> [EXCERPT PROVIDED]:
......
A focus on researching women’s health tech is unique to this centre, which is one of 14 newly-funded research networks across the UK.
Professor Wendy Tindale OBE, Clinical Director of Devices for Dignity, said: "We are focusing on all people, but we know that women spend a bigger proportion of their lives in ill health and disability.
"There are also conditions that affect women in different ways to men, as well as women-specific conditions which can be difficult to manage alongside long-term health conditions. We are trying to be as inclusive as possible.
"Recently, we have been researching an AI-powered tool, a digital doctor, which can detect early signs of dementia through analysing people's speech patterns.
"We want to be inclusive of people whose first language isn't English, and make sure it works for them too, so we have been working with Somali communities in Sheffield."
The new research centre, which is funded by a £3m grant from the National Institute for Health and Care Research will build on 'Devices for Dignity' (D4D), a pilot project led by Sheffield Teaching Hospitals, which started in 2008.
Dr Tindale, who is also the Scientific and Innovation Director at Sheffield Teaching Hospitals, said: "It was an experiment, by what was then the Department of Health, to see how the NHS could work together with patients, businesses and academics.
"After five years, it was evaluated as successful, and six research centres were created, then 11, and now 14.
"D4D has developed the HeadUp Collar for people with motor neurone disease, to ease problems with communication, swallowing, breathing, mobility and pain."
"Another important thing is working with businesses. You cannot get these technologies into the hands of patients without it being commercialised, so we need those businesses to help get it to them," added Dr Tindale.
"We are interested in working with the South Yorkshire business community, and contributing to the local economy."
The HealthTech Research Centre will replace the current Medtech and In Vitro Diagnostic Co-operatives (MIC) from the beginning of April next year.
Dr David Black, Medical Director at Sheffield Teaching Hospitals NHS Foundation Trust, said: "This is the next step which builds on the legacy of Devices for Dignity, which is already a leading national organisation driving life-changing research.
"This new funding will accelerate and enhance this work, ultimately benefiting people living with long-term conditions across the UK and further afield.”
Sheffield Children’s NHS Foundation Trust has also been awarded £3m by NIHR, to fund another of the 14 centres.
......
> [RECORD EXTRACTS]:
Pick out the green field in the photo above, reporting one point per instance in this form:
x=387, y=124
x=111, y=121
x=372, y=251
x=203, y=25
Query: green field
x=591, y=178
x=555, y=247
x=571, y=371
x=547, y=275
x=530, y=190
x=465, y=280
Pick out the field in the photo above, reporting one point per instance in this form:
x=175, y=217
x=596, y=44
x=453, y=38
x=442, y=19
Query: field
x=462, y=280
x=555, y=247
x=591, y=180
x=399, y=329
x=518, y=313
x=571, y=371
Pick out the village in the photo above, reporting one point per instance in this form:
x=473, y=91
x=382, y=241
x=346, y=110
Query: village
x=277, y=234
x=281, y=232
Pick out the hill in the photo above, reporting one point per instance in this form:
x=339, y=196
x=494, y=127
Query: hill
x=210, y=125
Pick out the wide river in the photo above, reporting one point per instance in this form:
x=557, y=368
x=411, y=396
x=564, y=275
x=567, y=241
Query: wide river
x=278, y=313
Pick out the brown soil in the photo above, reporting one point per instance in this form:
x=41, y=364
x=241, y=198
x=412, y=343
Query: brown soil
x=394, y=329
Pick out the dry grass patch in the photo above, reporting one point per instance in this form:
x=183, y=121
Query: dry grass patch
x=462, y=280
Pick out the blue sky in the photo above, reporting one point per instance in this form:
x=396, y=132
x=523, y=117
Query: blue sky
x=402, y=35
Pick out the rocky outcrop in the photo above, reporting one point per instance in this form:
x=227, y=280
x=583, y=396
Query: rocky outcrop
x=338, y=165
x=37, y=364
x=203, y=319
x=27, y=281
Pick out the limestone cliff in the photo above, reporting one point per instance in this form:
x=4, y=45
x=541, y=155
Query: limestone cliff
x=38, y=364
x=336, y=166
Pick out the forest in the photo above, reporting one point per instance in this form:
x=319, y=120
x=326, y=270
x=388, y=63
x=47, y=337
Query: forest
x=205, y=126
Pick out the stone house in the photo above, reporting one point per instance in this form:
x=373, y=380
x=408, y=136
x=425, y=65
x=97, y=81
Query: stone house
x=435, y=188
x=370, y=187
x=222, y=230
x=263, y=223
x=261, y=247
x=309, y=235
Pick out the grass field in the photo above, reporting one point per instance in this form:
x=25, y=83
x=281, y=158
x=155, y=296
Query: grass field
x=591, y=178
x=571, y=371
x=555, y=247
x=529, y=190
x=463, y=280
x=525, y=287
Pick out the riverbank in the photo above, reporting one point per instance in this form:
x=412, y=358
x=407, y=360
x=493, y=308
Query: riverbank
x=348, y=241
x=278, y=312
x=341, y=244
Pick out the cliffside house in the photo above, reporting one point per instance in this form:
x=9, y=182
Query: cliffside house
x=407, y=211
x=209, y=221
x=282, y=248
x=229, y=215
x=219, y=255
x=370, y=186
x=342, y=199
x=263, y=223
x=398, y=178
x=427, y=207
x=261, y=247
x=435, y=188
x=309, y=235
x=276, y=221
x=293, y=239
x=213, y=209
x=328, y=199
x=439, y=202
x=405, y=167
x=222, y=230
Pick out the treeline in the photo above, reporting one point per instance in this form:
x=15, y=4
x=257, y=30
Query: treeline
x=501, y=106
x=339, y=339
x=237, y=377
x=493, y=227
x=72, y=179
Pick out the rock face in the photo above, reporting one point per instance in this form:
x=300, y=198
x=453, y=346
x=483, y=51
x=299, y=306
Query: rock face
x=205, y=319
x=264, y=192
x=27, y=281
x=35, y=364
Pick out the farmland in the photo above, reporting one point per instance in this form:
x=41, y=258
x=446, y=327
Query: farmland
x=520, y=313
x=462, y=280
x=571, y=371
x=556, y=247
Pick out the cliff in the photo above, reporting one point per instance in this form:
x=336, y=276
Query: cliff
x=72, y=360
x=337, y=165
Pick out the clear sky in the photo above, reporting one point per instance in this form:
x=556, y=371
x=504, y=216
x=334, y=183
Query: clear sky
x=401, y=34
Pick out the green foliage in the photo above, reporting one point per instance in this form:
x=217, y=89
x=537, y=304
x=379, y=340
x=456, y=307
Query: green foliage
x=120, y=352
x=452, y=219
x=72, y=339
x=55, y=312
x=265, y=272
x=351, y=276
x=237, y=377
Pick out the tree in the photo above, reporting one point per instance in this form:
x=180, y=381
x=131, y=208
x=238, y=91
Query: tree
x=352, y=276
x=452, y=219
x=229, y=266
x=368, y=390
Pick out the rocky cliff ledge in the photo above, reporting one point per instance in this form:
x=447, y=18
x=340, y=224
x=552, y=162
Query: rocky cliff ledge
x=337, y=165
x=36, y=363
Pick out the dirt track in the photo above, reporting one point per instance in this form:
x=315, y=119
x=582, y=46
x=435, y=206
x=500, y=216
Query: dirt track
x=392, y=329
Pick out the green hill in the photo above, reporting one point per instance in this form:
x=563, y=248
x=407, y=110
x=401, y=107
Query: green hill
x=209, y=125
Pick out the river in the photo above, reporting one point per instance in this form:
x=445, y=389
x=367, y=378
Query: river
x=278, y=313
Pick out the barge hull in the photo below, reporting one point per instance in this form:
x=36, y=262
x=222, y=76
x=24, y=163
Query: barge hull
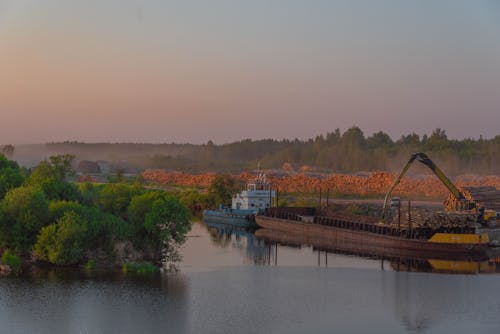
x=363, y=241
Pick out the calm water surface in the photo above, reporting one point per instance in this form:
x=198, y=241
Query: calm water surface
x=234, y=282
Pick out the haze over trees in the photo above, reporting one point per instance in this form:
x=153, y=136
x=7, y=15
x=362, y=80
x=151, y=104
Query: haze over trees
x=63, y=223
x=347, y=152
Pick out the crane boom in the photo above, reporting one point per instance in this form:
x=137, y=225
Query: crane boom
x=424, y=159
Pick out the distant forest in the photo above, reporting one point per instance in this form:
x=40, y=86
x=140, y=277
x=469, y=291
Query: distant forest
x=347, y=152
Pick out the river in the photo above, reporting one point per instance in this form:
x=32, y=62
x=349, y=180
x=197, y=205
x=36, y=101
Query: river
x=234, y=282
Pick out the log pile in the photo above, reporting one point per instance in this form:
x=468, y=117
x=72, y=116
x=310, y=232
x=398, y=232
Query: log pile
x=484, y=196
x=487, y=197
x=448, y=220
x=376, y=183
x=424, y=218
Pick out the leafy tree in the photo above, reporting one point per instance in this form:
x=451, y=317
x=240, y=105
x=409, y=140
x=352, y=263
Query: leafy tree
x=222, y=188
x=141, y=205
x=62, y=243
x=8, y=151
x=57, y=209
x=62, y=165
x=194, y=200
x=167, y=223
x=25, y=213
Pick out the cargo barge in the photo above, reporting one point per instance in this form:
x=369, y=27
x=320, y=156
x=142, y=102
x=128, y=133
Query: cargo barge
x=366, y=233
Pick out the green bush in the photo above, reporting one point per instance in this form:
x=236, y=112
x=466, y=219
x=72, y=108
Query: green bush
x=90, y=265
x=139, y=267
x=62, y=243
x=11, y=260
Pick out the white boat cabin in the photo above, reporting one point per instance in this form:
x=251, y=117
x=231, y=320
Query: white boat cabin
x=257, y=196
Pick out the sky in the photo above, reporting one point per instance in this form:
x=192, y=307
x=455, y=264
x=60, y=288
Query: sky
x=225, y=70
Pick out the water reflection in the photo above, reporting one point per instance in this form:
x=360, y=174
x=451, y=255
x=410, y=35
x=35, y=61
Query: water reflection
x=267, y=247
x=80, y=302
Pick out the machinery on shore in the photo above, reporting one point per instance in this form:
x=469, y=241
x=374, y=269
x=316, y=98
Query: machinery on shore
x=459, y=202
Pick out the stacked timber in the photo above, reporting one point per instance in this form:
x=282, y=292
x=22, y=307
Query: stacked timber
x=449, y=220
x=425, y=218
x=486, y=196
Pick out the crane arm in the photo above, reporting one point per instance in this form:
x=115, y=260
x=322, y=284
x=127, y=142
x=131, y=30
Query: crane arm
x=424, y=159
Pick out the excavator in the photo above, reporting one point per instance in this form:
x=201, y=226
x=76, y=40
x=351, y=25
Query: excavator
x=464, y=204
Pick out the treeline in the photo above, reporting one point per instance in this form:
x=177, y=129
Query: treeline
x=347, y=152
x=50, y=219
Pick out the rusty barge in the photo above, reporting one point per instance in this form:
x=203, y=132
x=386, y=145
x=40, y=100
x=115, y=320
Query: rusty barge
x=366, y=233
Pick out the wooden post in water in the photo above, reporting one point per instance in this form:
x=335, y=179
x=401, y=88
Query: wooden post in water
x=320, y=199
x=409, y=216
x=270, y=197
x=399, y=215
x=276, y=255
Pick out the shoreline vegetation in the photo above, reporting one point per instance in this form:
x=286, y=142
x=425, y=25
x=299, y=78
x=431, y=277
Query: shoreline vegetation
x=45, y=219
x=335, y=152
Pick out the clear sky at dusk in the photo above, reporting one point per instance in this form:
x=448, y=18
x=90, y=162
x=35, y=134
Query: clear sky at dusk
x=190, y=71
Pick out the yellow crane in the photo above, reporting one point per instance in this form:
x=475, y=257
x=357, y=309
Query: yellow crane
x=464, y=203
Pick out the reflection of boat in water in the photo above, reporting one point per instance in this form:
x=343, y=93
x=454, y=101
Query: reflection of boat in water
x=364, y=234
x=399, y=261
x=245, y=205
x=242, y=238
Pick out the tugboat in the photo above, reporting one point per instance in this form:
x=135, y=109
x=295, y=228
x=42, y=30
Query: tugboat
x=245, y=205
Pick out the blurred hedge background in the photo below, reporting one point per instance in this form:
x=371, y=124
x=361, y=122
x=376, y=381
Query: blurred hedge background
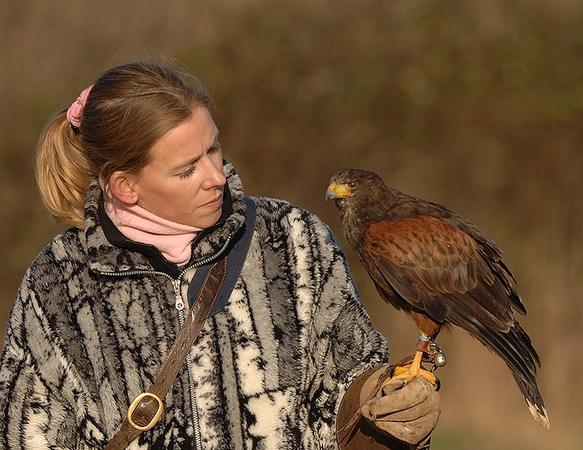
x=475, y=105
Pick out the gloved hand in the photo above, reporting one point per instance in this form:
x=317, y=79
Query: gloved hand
x=408, y=412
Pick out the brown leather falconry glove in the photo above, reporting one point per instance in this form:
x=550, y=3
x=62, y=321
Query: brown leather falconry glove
x=397, y=416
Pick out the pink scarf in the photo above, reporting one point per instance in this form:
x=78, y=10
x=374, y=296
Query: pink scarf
x=140, y=225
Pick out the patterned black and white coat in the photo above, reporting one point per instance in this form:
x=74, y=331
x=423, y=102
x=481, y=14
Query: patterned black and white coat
x=93, y=321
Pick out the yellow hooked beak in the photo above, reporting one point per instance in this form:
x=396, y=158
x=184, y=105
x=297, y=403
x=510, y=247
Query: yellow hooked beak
x=336, y=191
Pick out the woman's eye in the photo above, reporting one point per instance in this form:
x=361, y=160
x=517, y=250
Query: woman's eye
x=187, y=172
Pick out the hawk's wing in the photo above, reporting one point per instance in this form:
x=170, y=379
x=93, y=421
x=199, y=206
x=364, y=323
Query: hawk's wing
x=439, y=270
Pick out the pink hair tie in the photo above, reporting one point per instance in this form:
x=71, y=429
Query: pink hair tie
x=75, y=111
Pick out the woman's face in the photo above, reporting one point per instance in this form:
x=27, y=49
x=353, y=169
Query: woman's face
x=184, y=180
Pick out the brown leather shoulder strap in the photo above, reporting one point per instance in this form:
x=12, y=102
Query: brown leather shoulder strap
x=146, y=409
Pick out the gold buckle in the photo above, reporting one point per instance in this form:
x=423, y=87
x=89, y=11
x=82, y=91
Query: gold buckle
x=136, y=403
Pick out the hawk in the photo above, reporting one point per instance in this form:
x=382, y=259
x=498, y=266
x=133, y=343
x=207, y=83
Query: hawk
x=441, y=269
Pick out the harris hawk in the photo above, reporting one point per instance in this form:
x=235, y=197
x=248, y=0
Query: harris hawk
x=441, y=269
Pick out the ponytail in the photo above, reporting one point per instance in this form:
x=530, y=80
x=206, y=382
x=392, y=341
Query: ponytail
x=63, y=171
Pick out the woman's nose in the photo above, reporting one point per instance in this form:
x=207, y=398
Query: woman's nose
x=215, y=177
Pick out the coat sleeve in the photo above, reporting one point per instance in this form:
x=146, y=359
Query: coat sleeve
x=342, y=338
x=42, y=403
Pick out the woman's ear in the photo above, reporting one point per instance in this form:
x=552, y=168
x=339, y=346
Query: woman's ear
x=120, y=185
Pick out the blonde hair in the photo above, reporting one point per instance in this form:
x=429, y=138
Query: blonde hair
x=129, y=108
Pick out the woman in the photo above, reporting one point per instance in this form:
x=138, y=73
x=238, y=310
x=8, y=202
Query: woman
x=135, y=165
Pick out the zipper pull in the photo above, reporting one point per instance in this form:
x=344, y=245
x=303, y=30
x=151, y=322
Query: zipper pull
x=178, y=302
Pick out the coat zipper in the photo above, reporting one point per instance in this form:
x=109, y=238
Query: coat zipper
x=180, y=307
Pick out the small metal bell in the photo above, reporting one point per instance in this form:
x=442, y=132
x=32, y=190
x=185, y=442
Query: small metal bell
x=440, y=359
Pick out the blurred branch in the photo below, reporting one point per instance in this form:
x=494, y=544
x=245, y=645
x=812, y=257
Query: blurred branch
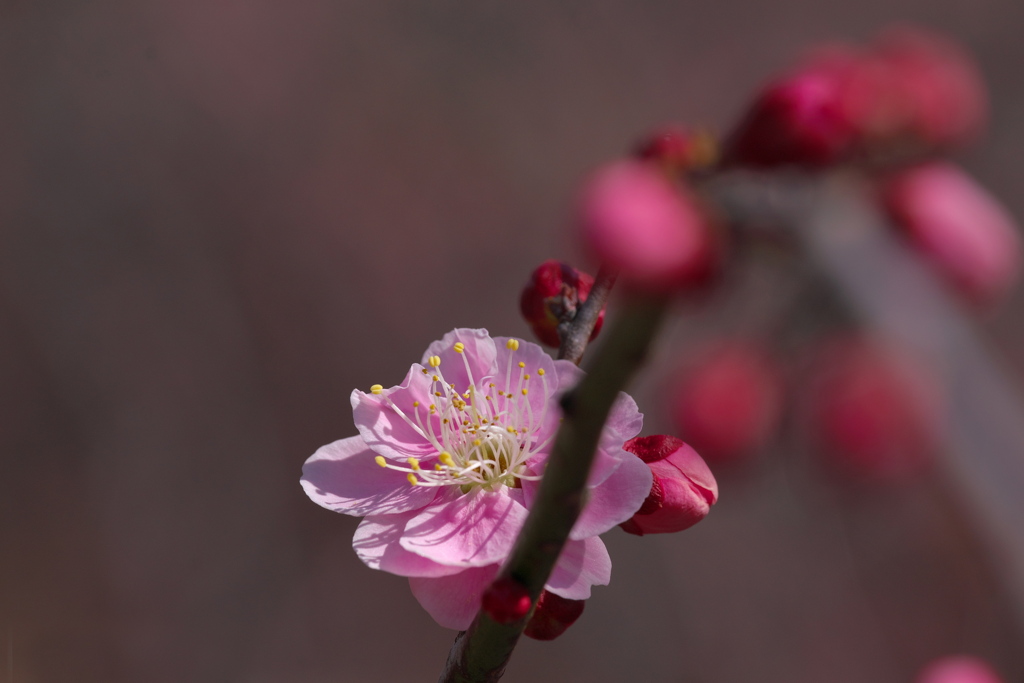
......
> [ASSIGNMENT]:
From the excerpt above on the Sheffield health tech research centre, write out the passage starting with "Dr Tindale, who" and going on through "businesses and academics.", copied word for word.

> [ANSWER TO THIS PROBLEM]:
Dr Tindale, who is also the Scientific and Innovation Director at Sheffield Teaching Hospitals, said: "It was an experiment, by what was then the Department of Health, to see how the NHS could work together with patients, businesses and academics.